_APPLY WHAT YOU READ_
- a) Please set down the orienteering blog post's text between "You’ll all have" and "disease affecting larch.", inclusive.
- b) Using the orienteering blog post, decide whether each statement agrees with it. Answer yes or no for each, and quote the words that settle it: (i) The first day was wet. (ii) Glen Dye has been confirmed to have an outbreak of a disease affecting ash. (iii) Gen is named as the resident biosecurity expert.
- c) Condense the paragraph of the orienteering blog post that begins "You’ll all have heard about Ash Dieback" into a short bulleted list that keeps its main facts.

_SELECTED TEXT_
◇ ◇ ◇ ◇
Day 1 was a wet one but after that we’ve been sunbathing most of the time when not doing battle on Lossie, Carse of Ardersier and Culbin so far. If you’re stuck back in Aberdeen, chained to your desk, but want to see what we’ve been up to then check out the Moray 2013 website results and reports etc.
A lavish prize awaits the first person to spot a GRAMP in Chris Spencer’s photo galleries and tell us which day and which photo via a comment added to this post.
You’ll all have heard about Ash Dieback by now and seen the round robin from BOF that Ian circulated a while ago with advice on how we can help prevent the spread of this and other tree diseases. Here’s a little reminder of how we as orienteers (who are therefore more likely to visit parts of the woods most others never reach), can help prevent the spread – and it’s really worth paying more attention this time as the spring/summer weather tempts us all out and about and especially as Glen Dye has been confirmed as victim of an outbreak of a similar disease affecting larch.
You can help by following these guidelines whether orienteering or just out for a walk:
If you want more info on tree diseases then here are a few links or you can ask our resident biosecurity expert, Gen.
Poster showing spread of identified outbreaks throughout Britain as of Feb 2103
Juniper Dieback – many of the areas we use have juniper
Phytophthora ramorum – Latin for “the larch one”
Chalara fraxinea – Latin for “the ash one”
Unlike Foot and Mouth, the effects of these diseases aren’t so easy to see so easily forgotten about. Please remember and help orienteering to maintain its good reputation with landowners by doing your bit. Thanks.
◇ ◇ ◇ ◇
_INFORMATION PROVIDED_
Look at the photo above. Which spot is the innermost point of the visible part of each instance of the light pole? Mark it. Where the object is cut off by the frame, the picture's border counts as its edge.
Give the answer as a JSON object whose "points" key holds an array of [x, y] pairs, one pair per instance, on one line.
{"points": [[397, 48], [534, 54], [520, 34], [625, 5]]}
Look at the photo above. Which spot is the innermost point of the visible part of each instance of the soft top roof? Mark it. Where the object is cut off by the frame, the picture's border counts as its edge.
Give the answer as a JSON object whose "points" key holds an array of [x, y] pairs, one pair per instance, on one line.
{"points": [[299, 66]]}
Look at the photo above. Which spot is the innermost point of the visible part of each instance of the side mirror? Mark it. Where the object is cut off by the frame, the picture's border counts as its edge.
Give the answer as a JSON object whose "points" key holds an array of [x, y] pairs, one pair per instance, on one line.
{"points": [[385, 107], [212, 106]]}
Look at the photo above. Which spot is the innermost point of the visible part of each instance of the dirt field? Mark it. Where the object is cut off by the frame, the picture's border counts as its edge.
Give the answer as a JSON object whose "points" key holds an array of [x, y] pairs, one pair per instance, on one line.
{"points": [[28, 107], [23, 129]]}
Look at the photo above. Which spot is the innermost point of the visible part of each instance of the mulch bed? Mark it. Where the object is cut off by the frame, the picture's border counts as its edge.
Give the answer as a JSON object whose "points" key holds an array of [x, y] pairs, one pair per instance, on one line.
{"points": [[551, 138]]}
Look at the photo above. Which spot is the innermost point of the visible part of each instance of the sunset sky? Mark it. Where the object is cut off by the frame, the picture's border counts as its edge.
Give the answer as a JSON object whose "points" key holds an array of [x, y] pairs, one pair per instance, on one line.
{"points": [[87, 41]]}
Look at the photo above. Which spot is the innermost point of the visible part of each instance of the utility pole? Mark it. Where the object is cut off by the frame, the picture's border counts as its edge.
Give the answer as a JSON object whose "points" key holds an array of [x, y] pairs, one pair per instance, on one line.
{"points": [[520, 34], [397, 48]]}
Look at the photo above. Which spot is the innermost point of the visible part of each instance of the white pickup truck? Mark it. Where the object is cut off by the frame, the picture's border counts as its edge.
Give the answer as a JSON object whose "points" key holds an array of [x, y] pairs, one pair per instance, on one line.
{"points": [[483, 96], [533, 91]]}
◇ ◇ ◇ ◇
_TASK ANSWERS_
- a)
You’ll all have heard about Ash Dieback by now and seen the round robin from BOF that Ian circulated a while ago with advice on how we can help prevent the spread of this and other tree diseases. Here’s a little reminder of how we as orienteers (who are therefore more likely to visit parts of the woods most others never reach), can help prevent the spread – and it’s really worth paying more attention this time as the spring/summer weather tempts us all out and about and especially as Glen Dye has been confirmed as victim of an outbreak of a similar disease affecting larch.

- b)
(i) Yes: "Day 1 was a wet one"
(ii) No: "Glen Dye has been confirmed as victim of an outbreak of a similar disease affecting larch"
(iii) Yes: "our resident biosecurity expert, Gen"

- c)
- Ian circulated a round robin from BOF with advice on helping prevent the spread of Ash Dieback and other tree diseases.
- Orienteers are more likely to visit parts of the woods most others never reach, so they can help prevent the spread.
- This matters more now, as spring/summer weather tempts people outdoors.
- Glen Dye has been confirmed as victim of an outbreak of a similar disease affecting larch.